Danford et al. developed and validated an electronic health record (EHR) algorithm to accurately identify cases of NASH cirrhosis in the HER (n = 300) [10]. Recommendations of the Electronic Medical Records and Genomics (eMERGE) network, a network funded by the National Human Genome Research Institute, was followed to construct the algorithm [10]. The algorithm with the highest PPV of 100% on internal validation and 92% on external validation consisted of ≥ 3 counts of cirrhosis, no mention of alcohol (571.5, K74.6), and ≥ 3 counts of nonalcoholic fatty liver (571.8–571.9, K75.81, K76.0) codes in the absence of any diagnosis codes for other common causes of chronic liver disease [10].
Nonalcoholic fatty liver disease in association with advanced fibrosis and cancer
The current machine learning approaches have identified type 2 diabetes mellitus (T2DM) as a strongly correlated feature with some degree of liver fibrosis and adverse hepatic outcomes (cirrhosis, malignancy) [30]. In a study by Aggarwal and Alkhouri, the authors reported that machine learning algorithms such as deep learning radiomic elastography (DLRE) have excellent accuracy in diagnosing cases of advanced fibrosis [2]. This finding was based on another study by Wang et al. where 344 patients with nonalcoholic fatty liver disease (NAFLD) underwent 428 liver biopsies (240 had paired transient elastography examination) [31]. The fibrosis stage was scored using the NASH Clinical Research Network system, and automated quantification of fibrosis-related parameters (q-FPs) was measured by dual photon microscopy using unstained slides. At the best cut-offs, the two q-FPs had 88.3–96.2% sensitivity and 78.1–91.1% specificity for different fibrosis stages in the validation cohort [31]. It was noted that automated quantification of fibrosis-related parameters by dual-photon microscopy has high accuracy in diagnosing fibrosis and cirrhosis in NAFLD patients [31].
Lewinska et al. developed a noninvasive surveillance method for NAFLD-hepatocellular carcinoma (HCC) [20]. Using comprehensive ultra-high-performance liquid chromatography mass-spectrometry, they investigated 1295 metabolites in serum from 249 patients. The area under the receiver operating characteristic curve was calculated for all detected metabolites and used to establish their diagnostic potential, and logistic regression analysis was used to establish the diagnostic score [20]. The diagnostic model was constructed using ROC curves generated by Monte-Carlo cross-validation (MCCV) using balanced sub-sampling, and the linear support vector machine (SVM) method was used for sample classification [20]. The authors reported that the combination of 5 metabolites accurately distinguishes NAFLD-HCC patients from healthy individuals (AUC = 0.989), morbidly obese bariatric surgery NAFLD (OB-NAFLD) patients (AUC = 0.997), and patients with alcohol- and viral-associated HCC (AV-HCC) (AUC = 0.999), and this model performed well against a validation set of NAFLD patients (AUC = 0.905) [20]. With the help of machine learning model, the authors speculated that NAFLD-HCC tumors act as sinks for unsaturated fatty acids from the blood and link between increased transport of fatty acids by CD36 and NAFLD-HCC [20, 27].
☆ ☆ ☆ ☆ ☆
**WORK REQUEST 1**
Translate into Spanish this sentence from the passage on machine learning in fatty liver disease: "The fibrosis stage was scored using the NASH Clinical Research Network system, and automated quantification of fibrosis-related parameters (q-FPs) was measured by dual photon microscopy using unstained slides."
**WORK REQUEST 2**
List every author or group of authors named in the passage on machine learning in fatty liver disease, in the form the passage uses.

**AVAILABLE DATA**
☆ ☆ ☆ ☆ ☆
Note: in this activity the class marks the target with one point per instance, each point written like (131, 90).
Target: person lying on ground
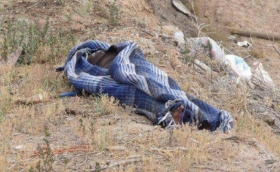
☆ ☆ ☆ ☆ ☆
**ANSWER SPACE 1**
El estadio de fibrosis se puntuó mediante el sistema de la NASH Clinical Research Network, y la cuantificación automatizada de los parámetros relacionados con la fibrosis (q-FPs) se midió mediante microscopía de dos fotones utilizando portaobjetos sin teñir.

**ANSWER SPACE 2**
Danford et al.
Aggarwal and Alkhouri
Wang et al.
Lewinska et al.